>> BEGIN
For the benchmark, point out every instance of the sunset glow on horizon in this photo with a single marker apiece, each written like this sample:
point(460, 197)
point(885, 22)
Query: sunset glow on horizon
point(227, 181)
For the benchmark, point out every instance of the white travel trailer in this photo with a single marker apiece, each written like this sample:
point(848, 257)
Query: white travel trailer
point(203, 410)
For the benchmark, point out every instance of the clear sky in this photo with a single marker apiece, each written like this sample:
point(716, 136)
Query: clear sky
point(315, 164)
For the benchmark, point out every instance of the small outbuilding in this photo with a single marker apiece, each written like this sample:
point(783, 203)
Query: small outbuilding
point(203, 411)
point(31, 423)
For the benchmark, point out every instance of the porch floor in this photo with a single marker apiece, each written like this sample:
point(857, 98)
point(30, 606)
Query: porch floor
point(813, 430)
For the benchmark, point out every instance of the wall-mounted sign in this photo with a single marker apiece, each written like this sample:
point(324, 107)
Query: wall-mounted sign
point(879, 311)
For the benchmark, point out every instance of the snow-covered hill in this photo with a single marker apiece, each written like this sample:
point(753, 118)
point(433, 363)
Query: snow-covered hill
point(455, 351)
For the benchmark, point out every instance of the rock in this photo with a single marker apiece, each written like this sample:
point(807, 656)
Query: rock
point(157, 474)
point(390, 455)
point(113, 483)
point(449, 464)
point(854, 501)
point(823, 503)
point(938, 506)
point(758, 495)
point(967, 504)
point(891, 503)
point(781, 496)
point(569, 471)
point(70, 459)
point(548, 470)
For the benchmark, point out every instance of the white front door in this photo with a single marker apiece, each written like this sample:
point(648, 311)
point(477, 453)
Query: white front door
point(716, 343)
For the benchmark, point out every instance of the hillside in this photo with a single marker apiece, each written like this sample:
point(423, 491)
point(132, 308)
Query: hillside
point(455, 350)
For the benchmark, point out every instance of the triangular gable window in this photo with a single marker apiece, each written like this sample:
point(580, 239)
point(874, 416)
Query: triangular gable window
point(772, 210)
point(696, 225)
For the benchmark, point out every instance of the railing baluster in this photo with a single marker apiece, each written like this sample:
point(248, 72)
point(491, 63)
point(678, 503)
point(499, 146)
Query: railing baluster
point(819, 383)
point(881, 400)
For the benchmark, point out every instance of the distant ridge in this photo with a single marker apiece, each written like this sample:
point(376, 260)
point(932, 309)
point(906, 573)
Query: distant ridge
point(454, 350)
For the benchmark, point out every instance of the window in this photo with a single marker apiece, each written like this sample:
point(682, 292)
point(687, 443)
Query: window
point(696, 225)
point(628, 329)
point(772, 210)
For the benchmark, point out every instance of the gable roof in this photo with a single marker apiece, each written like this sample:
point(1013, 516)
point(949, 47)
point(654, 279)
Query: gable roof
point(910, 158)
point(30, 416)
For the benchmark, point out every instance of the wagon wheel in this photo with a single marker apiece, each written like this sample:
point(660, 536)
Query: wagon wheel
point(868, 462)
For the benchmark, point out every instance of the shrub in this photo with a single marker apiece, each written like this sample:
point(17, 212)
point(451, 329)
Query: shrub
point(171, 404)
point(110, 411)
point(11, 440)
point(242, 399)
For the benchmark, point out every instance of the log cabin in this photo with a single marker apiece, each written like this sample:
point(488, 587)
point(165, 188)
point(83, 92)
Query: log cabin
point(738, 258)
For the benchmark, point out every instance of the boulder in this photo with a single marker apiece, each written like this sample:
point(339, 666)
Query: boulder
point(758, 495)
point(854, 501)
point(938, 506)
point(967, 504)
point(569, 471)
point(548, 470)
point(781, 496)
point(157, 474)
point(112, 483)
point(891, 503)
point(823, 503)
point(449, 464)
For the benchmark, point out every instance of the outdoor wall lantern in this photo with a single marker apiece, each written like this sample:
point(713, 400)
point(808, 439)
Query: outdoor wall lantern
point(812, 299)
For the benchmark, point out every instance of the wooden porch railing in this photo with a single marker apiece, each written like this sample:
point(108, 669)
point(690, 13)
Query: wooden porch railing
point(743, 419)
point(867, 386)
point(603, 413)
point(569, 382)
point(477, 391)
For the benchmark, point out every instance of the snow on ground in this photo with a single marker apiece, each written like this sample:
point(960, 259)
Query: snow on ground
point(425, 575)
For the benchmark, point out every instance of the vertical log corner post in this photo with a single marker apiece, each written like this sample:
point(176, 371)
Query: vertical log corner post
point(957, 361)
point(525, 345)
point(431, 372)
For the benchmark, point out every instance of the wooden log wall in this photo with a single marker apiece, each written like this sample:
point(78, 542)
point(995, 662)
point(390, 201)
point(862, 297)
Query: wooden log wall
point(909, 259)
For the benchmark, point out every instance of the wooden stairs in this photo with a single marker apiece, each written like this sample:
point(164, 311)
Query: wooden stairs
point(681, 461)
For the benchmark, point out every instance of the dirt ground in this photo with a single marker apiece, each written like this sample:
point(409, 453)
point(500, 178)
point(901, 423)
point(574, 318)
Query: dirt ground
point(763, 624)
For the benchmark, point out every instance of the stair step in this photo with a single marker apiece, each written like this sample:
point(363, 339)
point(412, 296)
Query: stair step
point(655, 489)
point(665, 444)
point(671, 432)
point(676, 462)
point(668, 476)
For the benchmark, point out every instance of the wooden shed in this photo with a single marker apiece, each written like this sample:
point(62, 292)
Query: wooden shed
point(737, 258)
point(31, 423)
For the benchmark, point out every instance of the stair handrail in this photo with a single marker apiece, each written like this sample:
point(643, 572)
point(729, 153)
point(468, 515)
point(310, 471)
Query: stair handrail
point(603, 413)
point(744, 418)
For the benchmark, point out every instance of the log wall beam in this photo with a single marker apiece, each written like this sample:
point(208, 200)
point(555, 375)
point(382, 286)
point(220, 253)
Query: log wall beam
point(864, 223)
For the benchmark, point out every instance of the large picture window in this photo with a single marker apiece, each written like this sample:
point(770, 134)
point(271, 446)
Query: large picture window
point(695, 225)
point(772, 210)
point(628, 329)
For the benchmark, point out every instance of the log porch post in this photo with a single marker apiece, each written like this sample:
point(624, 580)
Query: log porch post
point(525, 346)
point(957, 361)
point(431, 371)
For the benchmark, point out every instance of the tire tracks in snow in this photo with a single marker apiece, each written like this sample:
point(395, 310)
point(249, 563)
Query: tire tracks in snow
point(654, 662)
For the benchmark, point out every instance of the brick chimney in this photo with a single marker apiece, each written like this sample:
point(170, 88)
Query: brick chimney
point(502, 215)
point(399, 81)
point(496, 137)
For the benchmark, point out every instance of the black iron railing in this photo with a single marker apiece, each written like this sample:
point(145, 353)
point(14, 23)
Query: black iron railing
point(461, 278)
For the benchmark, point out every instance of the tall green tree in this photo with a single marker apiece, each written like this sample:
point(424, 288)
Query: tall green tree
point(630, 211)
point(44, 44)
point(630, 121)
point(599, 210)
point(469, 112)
>> END
### TO BE DONE:
Starting with the line containing "For the benchmark, point out every instance of the black" and going on through the last line of the items, write out every line again, requests included. Shift both coordinates of each answer point up by 112, and leave the numbers in the requests and their format samples unchanged.

### OUTPUT OF THE TASK:
For the benchmark, point out every instance of the black iron railing in this photo with a single marker apiece, each written like this sample:
point(145, 353)
point(14, 23)
Query: black iron railing
point(573, 390)
For the benchmark, point out every instance of the tall green tree in this photo with a single marker apiece, each written like this sample:
point(424, 288)
Query: tall green tree
point(742, 323)
point(156, 156)
point(742, 233)
point(711, 322)
point(581, 224)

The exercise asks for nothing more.